WORK TO DO |
Return the records in full, exactly as given.

Dataset items
*****

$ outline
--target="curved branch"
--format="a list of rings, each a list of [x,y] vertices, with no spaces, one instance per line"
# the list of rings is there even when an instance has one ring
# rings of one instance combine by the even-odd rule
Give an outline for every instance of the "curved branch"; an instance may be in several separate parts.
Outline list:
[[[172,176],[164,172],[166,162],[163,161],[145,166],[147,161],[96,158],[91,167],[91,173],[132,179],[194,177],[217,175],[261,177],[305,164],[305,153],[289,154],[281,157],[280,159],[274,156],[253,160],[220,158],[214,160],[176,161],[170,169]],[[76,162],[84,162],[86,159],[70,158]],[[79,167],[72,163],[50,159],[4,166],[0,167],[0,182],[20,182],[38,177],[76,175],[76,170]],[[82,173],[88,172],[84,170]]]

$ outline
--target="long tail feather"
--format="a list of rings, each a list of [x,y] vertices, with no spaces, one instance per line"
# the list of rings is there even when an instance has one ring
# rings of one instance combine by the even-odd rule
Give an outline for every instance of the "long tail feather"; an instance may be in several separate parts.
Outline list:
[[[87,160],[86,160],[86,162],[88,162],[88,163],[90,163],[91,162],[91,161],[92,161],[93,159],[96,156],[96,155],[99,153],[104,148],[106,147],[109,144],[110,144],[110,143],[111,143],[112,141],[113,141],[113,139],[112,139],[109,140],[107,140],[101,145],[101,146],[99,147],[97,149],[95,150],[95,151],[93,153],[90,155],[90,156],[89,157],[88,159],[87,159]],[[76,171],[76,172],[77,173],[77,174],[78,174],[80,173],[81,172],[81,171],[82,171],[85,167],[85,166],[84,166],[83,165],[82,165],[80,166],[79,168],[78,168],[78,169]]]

*****

OUTPUT OF THE EXERCISE |
$ outline
--target="curved branch"
--format="a list of rings, each a list of [x,y] vertices, with no spaces, one instance per line"
# the list of rings is there even when an instance has one ring
# rings of one instance combine by the even-odd rule
Give an outline for every instance of the "curved branch"; an instance may be in several separate parts.
Outline list:
[[[172,176],[164,172],[166,162],[163,161],[145,166],[147,161],[96,158],[91,167],[91,173],[132,179],[194,177],[217,175],[261,177],[305,164],[305,153],[289,154],[281,157],[280,159],[274,156],[253,160],[220,158],[214,160],[176,161],[170,169]],[[76,162],[84,162],[86,159],[70,158]],[[79,167],[72,163],[50,159],[4,166],[0,167],[0,182],[20,182],[38,177],[76,175],[76,170]],[[82,173],[88,172],[84,170]]]

$ outline
--target="long tail feather"
--format="a list of rings, each a list of [x,y] vertices, with no spaces, one instance per line"
# the list of rings is there even when an instance has one ring
# rings of one instance combine by the even-odd rule
Give an outline for every instance of the "long tail feather"; an instance may be in several separate parts.
Outline list:
[[[87,160],[86,160],[86,162],[88,162],[88,163],[90,163],[91,162],[91,161],[92,161],[93,159],[96,156],[96,155],[99,153],[104,148],[106,147],[109,144],[110,144],[110,143],[111,143],[112,141],[113,141],[113,139],[112,139],[109,140],[107,140],[101,145],[101,146],[99,147],[97,149],[95,150],[95,151],[93,153],[90,155],[90,156],[89,157],[88,159],[87,159]],[[76,171],[76,172],[77,173],[77,174],[78,174],[80,173],[81,172],[81,171],[82,171],[85,167],[85,166],[84,166],[83,165],[82,165],[80,166],[79,168],[78,168],[78,169]]]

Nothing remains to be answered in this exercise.